▶ [SHORT EXERCISE]
Change every "tight" in the records below to "close-fitting", and reproduce the rest of the lines unaltered.

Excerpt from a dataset

• • • • •

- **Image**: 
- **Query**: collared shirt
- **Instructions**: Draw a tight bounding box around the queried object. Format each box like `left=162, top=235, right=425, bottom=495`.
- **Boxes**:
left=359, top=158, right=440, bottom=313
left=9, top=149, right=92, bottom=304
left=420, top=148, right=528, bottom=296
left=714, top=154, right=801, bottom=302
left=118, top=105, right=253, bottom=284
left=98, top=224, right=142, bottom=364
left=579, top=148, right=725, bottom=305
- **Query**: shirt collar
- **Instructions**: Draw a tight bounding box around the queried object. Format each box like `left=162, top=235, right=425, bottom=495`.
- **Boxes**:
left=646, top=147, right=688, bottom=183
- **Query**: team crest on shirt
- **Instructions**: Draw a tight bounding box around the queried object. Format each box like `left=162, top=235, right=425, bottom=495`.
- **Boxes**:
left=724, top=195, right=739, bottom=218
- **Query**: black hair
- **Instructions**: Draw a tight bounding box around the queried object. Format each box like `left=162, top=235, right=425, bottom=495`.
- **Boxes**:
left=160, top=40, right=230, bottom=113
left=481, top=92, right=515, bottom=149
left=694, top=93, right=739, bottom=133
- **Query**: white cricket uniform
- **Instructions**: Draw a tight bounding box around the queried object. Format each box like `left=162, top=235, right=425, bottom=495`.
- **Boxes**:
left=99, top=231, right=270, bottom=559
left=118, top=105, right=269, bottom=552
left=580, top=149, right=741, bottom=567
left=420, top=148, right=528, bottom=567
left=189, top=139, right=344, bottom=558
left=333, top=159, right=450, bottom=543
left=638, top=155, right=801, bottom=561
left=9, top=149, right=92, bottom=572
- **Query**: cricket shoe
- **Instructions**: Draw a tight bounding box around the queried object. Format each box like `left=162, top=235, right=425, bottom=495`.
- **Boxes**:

• • • • •

▶ [ANSWER FOR THIS EXERCISE]
- **Image**: 
- **Query**: collared shirt
- **Instructions**: Draw a close-fitting bounding box around the queried object. Format each box like `left=162, top=235, right=425, bottom=495`.
- **Boxes**:
left=359, top=158, right=440, bottom=313
left=9, top=149, right=92, bottom=304
left=420, top=148, right=528, bottom=296
left=714, top=154, right=801, bottom=302
left=118, top=105, right=253, bottom=284
left=98, top=224, right=142, bottom=364
left=579, top=148, right=725, bottom=305
- **Query**: shirt collar
- **Instructions**: Draw a close-fitting bounding box around the queried object. Format each box like `left=162, top=235, right=425, bottom=495`.
- **Boxes**:
left=646, top=147, right=688, bottom=183
- **Query**: team crest on shirt
- **Instructions**: Draw a close-fitting bounding box around the queried object. Format each box like `left=162, top=235, right=425, bottom=495`.
- **Boxes**:
left=724, top=195, right=739, bottom=218
- **Query**: black hair
- **Instructions**: Draw a close-fitting bounding box around the queried object. Format each box like `left=162, top=235, right=425, bottom=495`.
- **Boxes**:
left=160, top=40, right=230, bottom=113
left=481, top=92, right=515, bottom=149
left=694, top=93, right=739, bottom=133
- **Query**: white cricket uniform
- **Instructions**: Draw a close-fitting bounding box around the queried object. Format each box like `left=162, top=235, right=425, bottom=495`.
- **Boxes**:
left=99, top=231, right=270, bottom=559
left=118, top=105, right=269, bottom=552
left=580, top=149, right=741, bottom=567
left=420, top=148, right=528, bottom=567
left=189, top=139, right=344, bottom=558
left=333, top=159, right=450, bottom=543
left=638, top=155, right=801, bottom=561
left=9, top=149, right=92, bottom=572
- **Query**: cricket shoe
- **Instructions**: Draw a close-fitting bounding box around the queried object. Format each box like `left=162, top=235, right=425, bottom=495`.
- **Boxes**:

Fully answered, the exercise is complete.